### Written task
Can you return all the lines below word for word, leaving the pictures out?

### Input
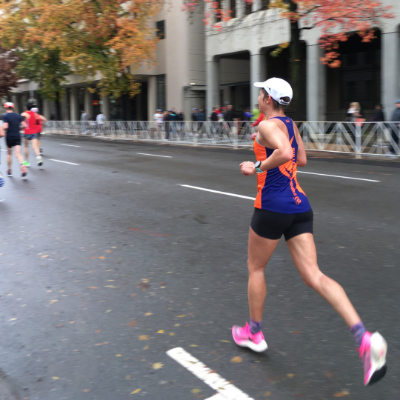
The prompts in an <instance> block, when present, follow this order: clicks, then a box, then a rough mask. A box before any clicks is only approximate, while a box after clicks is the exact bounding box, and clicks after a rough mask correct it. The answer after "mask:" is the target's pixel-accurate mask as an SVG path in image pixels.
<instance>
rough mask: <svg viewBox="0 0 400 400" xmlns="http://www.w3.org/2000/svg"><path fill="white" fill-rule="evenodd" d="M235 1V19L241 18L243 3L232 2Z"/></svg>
mask: <svg viewBox="0 0 400 400" xmlns="http://www.w3.org/2000/svg"><path fill="white" fill-rule="evenodd" d="M233 1H236V17H237V18H243V17H244V11H245V5H246V4H245V2H244V1H243V0H233Z"/></svg>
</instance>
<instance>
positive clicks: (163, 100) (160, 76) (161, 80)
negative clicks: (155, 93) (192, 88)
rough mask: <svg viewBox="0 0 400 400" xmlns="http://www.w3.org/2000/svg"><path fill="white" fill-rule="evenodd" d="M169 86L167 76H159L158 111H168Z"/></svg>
mask: <svg viewBox="0 0 400 400" xmlns="http://www.w3.org/2000/svg"><path fill="white" fill-rule="evenodd" d="M166 98H167V84H166V79H165V75H157V109H160V110H166V109H167V105H166Z"/></svg>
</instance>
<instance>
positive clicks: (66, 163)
mask: <svg viewBox="0 0 400 400" xmlns="http://www.w3.org/2000/svg"><path fill="white" fill-rule="evenodd" d="M49 160H50V161H55V162H61V163H64V164H69V165H79V164H76V163H71V162H69V161H62V160H56V159H54V158H49Z"/></svg>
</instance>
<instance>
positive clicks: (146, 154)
mask: <svg viewBox="0 0 400 400" xmlns="http://www.w3.org/2000/svg"><path fill="white" fill-rule="evenodd" d="M136 154H140V155H142V156H150V157H164V158H172V157H171V156H160V155H157V154H147V153H136Z"/></svg>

### Task response
The prompts in an <instance> block, when present, follow this order: clicks, then a box, then a rough mask. A box before any clicks is only approximate, while a box after clicks is the exact bounding box, and clicks after a rough mask correct it. The answer after "mask:" is the target's pixel-accurate mask as an SVG path in image pixels.
<instance>
rough mask: <svg viewBox="0 0 400 400" xmlns="http://www.w3.org/2000/svg"><path fill="white" fill-rule="evenodd" d="M235 1V19L241 18L243 3L232 2Z"/></svg>
mask: <svg viewBox="0 0 400 400" xmlns="http://www.w3.org/2000/svg"><path fill="white" fill-rule="evenodd" d="M233 1H236V17H237V18H243V17H244V11H245V5H246V4H245V2H244V1H243V0H233Z"/></svg>
</instance>
<instance>
positive clicks: (163, 100) (160, 76) (161, 80)
negative clicks: (155, 93) (192, 88)
rough mask: <svg viewBox="0 0 400 400" xmlns="http://www.w3.org/2000/svg"><path fill="white" fill-rule="evenodd" d="M169 86L167 76H159L158 111H168Z"/></svg>
mask: <svg viewBox="0 0 400 400" xmlns="http://www.w3.org/2000/svg"><path fill="white" fill-rule="evenodd" d="M166 98H167V84H166V79H165V75H157V109H160V110H166V109H167V105H166Z"/></svg>
</instance>
<instance>
positive clicks: (66, 163)
mask: <svg viewBox="0 0 400 400" xmlns="http://www.w3.org/2000/svg"><path fill="white" fill-rule="evenodd" d="M49 160H50V161H55V162H61V163H64V164H69V165H79V164H76V163H71V162H69V161H62V160H56V159H54V158H49Z"/></svg>
</instance>
<instance>
positive clicks: (146, 154)
mask: <svg viewBox="0 0 400 400" xmlns="http://www.w3.org/2000/svg"><path fill="white" fill-rule="evenodd" d="M136 154H140V155H142V156H150V157H164V158H172V157H171V156H160V155H157V154H147V153H136Z"/></svg>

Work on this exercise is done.